(GIVEN REQUEST): Convert the lines of the material below, from the line containing "shirt with a single marker." through the end of the material, into a JSON list of strings with one string per line. Leave out any blank lines.

(Point annotation dataset records):

>>

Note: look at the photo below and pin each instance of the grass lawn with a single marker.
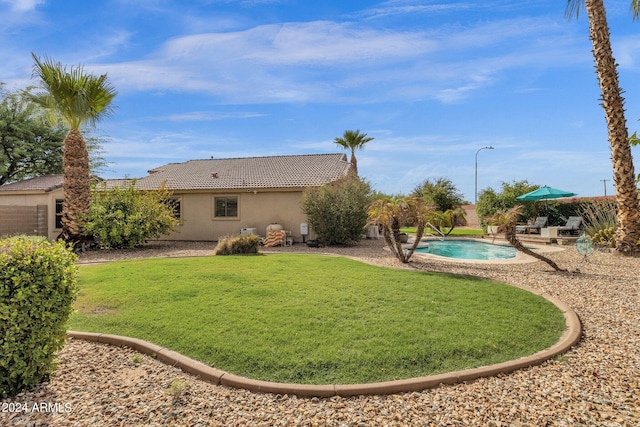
(314, 319)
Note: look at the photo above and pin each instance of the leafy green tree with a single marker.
(507, 220)
(445, 222)
(125, 217)
(490, 201)
(29, 146)
(76, 98)
(441, 193)
(337, 212)
(353, 140)
(628, 212)
(392, 214)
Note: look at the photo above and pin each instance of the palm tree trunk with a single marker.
(354, 164)
(628, 230)
(510, 235)
(77, 185)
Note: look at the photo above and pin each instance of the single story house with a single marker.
(213, 197)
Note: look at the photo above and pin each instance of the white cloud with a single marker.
(23, 5)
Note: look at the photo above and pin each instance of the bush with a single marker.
(238, 245)
(490, 202)
(125, 217)
(337, 212)
(38, 284)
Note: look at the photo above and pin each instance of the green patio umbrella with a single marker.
(545, 193)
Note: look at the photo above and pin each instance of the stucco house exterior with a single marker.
(213, 197)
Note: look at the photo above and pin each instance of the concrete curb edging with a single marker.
(569, 338)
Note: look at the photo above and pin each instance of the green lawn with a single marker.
(314, 319)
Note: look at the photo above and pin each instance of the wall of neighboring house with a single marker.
(256, 210)
(31, 213)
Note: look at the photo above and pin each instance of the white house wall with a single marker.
(255, 210)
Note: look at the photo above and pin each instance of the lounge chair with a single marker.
(572, 226)
(539, 223)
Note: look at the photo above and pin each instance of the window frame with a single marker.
(57, 216)
(227, 198)
(173, 201)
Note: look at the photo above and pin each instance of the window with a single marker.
(59, 213)
(225, 207)
(175, 204)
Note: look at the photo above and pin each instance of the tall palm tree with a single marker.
(628, 230)
(353, 140)
(76, 98)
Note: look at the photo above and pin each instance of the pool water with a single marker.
(468, 249)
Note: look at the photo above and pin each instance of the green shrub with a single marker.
(238, 245)
(38, 284)
(125, 217)
(490, 201)
(337, 212)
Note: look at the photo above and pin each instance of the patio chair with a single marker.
(539, 223)
(572, 227)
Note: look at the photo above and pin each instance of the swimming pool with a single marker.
(468, 249)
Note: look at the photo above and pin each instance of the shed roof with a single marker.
(44, 184)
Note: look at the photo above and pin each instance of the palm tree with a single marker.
(76, 98)
(393, 214)
(507, 220)
(628, 230)
(353, 140)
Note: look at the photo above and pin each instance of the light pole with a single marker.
(488, 147)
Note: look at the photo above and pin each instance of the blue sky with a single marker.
(431, 81)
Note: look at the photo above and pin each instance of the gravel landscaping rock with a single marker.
(597, 383)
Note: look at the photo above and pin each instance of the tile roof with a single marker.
(297, 171)
(294, 171)
(41, 183)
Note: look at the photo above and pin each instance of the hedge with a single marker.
(38, 284)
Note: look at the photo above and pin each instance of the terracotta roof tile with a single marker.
(250, 172)
(41, 183)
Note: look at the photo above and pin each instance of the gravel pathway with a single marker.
(597, 383)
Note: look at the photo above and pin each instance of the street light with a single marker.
(488, 147)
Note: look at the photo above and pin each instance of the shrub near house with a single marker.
(38, 284)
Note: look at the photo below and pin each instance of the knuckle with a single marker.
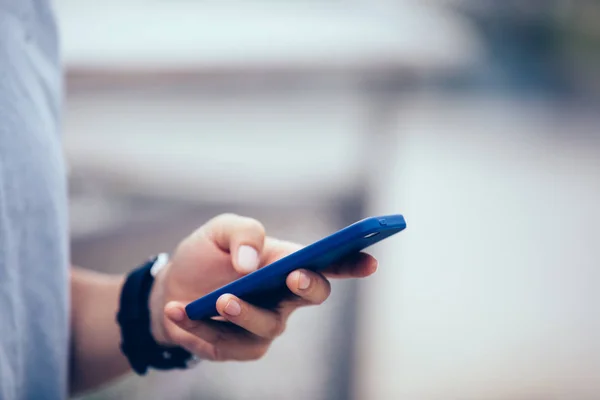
(225, 217)
(258, 352)
(321, 292)
(277, 328)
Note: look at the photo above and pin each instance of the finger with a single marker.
(212, 340)
(311, 287)
(358, 266)
(242, 237)
(176, 315)
(263, 323)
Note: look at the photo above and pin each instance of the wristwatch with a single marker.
(137, 343)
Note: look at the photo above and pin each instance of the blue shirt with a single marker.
(34, 303)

<<

(EXERCISE RESULT):
[
  "Note: look at the photo above and pin each instance of the blue shirt with a single marker.",
  "(34, 303)"
]